Some entries:
[BEGIN]
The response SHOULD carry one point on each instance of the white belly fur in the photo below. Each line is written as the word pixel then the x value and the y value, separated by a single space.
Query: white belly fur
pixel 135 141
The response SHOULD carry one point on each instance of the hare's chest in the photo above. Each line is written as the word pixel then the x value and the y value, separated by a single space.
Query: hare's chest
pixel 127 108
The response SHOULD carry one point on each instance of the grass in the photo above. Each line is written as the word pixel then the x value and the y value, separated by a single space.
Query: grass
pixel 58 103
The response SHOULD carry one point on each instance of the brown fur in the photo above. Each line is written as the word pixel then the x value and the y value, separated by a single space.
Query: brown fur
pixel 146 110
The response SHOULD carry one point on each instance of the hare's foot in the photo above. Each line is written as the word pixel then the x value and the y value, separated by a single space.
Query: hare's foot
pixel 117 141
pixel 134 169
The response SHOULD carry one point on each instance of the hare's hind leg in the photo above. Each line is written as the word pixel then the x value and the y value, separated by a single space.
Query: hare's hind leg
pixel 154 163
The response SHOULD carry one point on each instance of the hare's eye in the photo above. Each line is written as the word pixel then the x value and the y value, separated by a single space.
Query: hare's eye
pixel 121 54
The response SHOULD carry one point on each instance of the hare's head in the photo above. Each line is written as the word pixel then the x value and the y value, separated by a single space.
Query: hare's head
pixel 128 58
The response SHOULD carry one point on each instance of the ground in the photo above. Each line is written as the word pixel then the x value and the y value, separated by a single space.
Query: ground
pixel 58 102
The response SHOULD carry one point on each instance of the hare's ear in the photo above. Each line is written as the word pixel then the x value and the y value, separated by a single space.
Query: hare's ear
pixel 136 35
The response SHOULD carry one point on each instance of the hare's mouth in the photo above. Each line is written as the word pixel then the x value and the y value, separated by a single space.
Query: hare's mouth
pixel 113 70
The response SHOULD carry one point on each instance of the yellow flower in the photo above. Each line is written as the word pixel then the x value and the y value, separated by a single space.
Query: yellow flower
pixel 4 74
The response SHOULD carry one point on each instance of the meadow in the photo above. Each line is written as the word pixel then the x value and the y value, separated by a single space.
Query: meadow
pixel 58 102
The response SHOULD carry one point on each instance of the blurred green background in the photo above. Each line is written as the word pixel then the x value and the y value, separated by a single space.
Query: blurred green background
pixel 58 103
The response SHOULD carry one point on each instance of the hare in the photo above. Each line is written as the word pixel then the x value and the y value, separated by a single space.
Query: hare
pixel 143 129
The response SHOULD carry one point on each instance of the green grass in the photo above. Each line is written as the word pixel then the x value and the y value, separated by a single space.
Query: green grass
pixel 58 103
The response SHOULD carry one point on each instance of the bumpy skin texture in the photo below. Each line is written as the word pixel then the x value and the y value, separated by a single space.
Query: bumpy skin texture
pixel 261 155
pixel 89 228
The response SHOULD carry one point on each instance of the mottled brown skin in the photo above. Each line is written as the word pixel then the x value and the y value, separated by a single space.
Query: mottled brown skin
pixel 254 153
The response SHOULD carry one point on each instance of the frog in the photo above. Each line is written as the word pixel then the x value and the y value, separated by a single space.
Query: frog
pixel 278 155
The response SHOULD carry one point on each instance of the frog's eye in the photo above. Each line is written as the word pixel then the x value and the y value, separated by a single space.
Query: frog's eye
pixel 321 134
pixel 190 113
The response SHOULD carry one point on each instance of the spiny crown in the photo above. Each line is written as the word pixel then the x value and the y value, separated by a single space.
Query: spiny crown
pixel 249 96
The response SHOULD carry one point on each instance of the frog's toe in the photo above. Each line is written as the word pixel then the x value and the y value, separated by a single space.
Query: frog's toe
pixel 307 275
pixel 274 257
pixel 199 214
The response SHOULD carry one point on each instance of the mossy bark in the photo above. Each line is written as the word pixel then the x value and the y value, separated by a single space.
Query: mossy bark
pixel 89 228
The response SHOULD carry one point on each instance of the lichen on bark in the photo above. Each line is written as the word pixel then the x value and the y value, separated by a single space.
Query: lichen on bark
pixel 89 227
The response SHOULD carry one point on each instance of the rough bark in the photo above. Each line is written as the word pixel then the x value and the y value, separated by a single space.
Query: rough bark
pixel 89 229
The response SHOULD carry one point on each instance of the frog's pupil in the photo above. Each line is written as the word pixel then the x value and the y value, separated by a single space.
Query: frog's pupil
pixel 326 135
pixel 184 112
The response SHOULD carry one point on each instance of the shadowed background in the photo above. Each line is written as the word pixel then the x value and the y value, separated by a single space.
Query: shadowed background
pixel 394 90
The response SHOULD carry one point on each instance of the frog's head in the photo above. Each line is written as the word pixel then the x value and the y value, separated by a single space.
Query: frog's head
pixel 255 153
[END]
AIM OF THE TASK: Retype each line of the entries above word for word, keeping their order.

CORRECT ANSWER:
The response SHOULD carry one point on each instance of the white belly fur in the photo below. Each line is written as the word pixel then the x value and the y value, separated by a single space.
Query: white belly fur
pixel 135 141
The response SHOULD carry one point on each instance of the hare's chest in the photo above. Each line is written as the word pixel then the x value and the y value, separated by a single space.
Query: hare's chest
pixel 127 108
The response SHOULD carry one point on each instance of the grass in the photo above. Each line is written as the word pixel then the x value and the y value, separated by a single space.
Query: grass
pixel 58 103
The response SHOULD carry one point on each instance of the brown fur in the photo above. Each line is written as the word pixel then the x value and the y value, separated by a single space.
Query: brown fur
pixel 146 110
The response SHOULD carry one point on each instance of the hare's foot in the photo above. Each line is written as the word pixel then the x value and the y value, separated by a single space.
Query: hare's foot
pixel 117 141
pixel 134 169
The response SHOULD carry one point on each instance of the hare's hind leg in the photo above. Each line is written as the word pixel then the x value and the y value, separated by a single space.
Query: hare's hind leg
pixel 154 163
The response SHOULD carry one point on each instance of the hare's eye in the photo above. Each line is written as the word pixel then the x value and the y value, separated by a single space.
Query: hare's eye
pixel 121 54
The response SHOULD carry one point on each instance of the hare's head in the photo above. Each line is written as the word pixel then the x value and the y value, separated by a single space.
Query: hare's head
pixel 128 58
The response SHOULD carry one point on each instance of the ground in the photo above. Each line is written as the word pixel then the x value and the y value, separated by a single space.
Query: ground
pixel 58 102
The response SHOULD carry one point on each instance of the hare's ear in the photo above. Each line is written as the word pixel then the x value and the y value, separated by a single space.
Query: hare's ear
pixel 136 35
The response SHOULD carry one point on each instance of the hare's mouth in the photo above. Each line is written as the word pixel then the x value and the y value, separated by a single space.
Query: hare's mouth
pixel 113 70
The response SHOULD carry one point on each instance of the yellow flower in the photo above. Each line is written as the word pixel then the x value and the y value, separated by a single space.
Query: yellow flower
pixel 4 74
The response SHOULD carry one point on each instance of the meadow in the photo above. Each line is written as the word pixel then the x value and the y value, separated by a single space.
Query: meadow
pixel 58 102
The response SHOULD carry one point on each instance of the blurred green background in the photo above. Each line is written as the word pixel then the x value and the y value, separated by a single space.
Query: blurred green background
pixel 58 103
The response SHOULD carry one point on each instance of the hare in the photo above. Each line is written as the word pixel then the x value and the y value, separated by a single space.
Query: hare
pixel 143 129
The response SHOULD carry one point on each instance of the green grass in the photo above. Each line is written as the word pixel then the x value and the y value, separated by a single space.
Query: green grass
pixel 58 103
The response SHOULD carry one point on each instance of the bumpy skin texture in the photo below. Each line is written as the word pixel then the x value and the y value, separated by a single space.
Query: bumpy skin texture
pixel 261 155
pixel 89 228
The response SHOULD carry one point on each instance of the mottled brown skin in the photo above. Each line is written as the word pixel then the x value and the y value, separated by a single space.
Query: mottled brown skin
pixel 254 153
The response SHOULD carry one point on each instance of the frog in the photo above. Each line is written as the word pixel then the x value and the y value, separated by a single space.
Query: frog
pixel 278 155
The response SHOULD carry one point on each instance of the frog's eye in the photo above. Each line is written as the word pixel then the x value and the y value, separated by a single space.
Query: frog's eye
pixel 321 134
pixel 190 113
The response SHOULD carry one point on each instance of the spiny crown in the photo above. Each line is written as the word pixel then the x value and the y value, separated by a single space.
Query: spiny crown
pixel 249 96
The response SHOULD carry one point on each instance of the frog's toe in the photo above. Each line is written as the word pixel then the x value and the y value, separated by a single space.
Query: frog's toe
pixel 307 275
pixel 274 257
pixel 199 214
The response SHOULD carry one point on each instance of the mossy bark in the photo above. Each line is written as the word pixel then the x value and the y value, separated by a single space.
Query: mossy bark
pixel 89 228
The response SHOULD carry one point on each instance of the lichen on bark in the photo above. Each line is written as the word pixel then the x value and the y value, separated by a single space.
Query: lichen on bark
pixel 89 227
The response SHOULD carry one point on each instance of the rough bark in the photo above. Each line is written as the word pixel then the x value and the y value, separated by a single space.
Query: rough bark
pixel 89 229
The response SHOULD carry one point on each instance of the frog's pupil in the photo above. Each line is written as the word pixel then the x value and the y value, separated by a single space.
Query: frog's pupil
pixel 326 135
pixel 184 112
The response SHOULD carry one point on each instance of the shadowed background in the photo above. Each line is written as the word pixel then the x value and the y value, separated by a single space.
Query: shadowed background
pixel 394 90
The response SHOULD carry one point on each instance of the frog's head in the photo above. Each line is written as the word pixel then the x value and the y value, separated by a single space.
Query: frog's head
pixel 255 153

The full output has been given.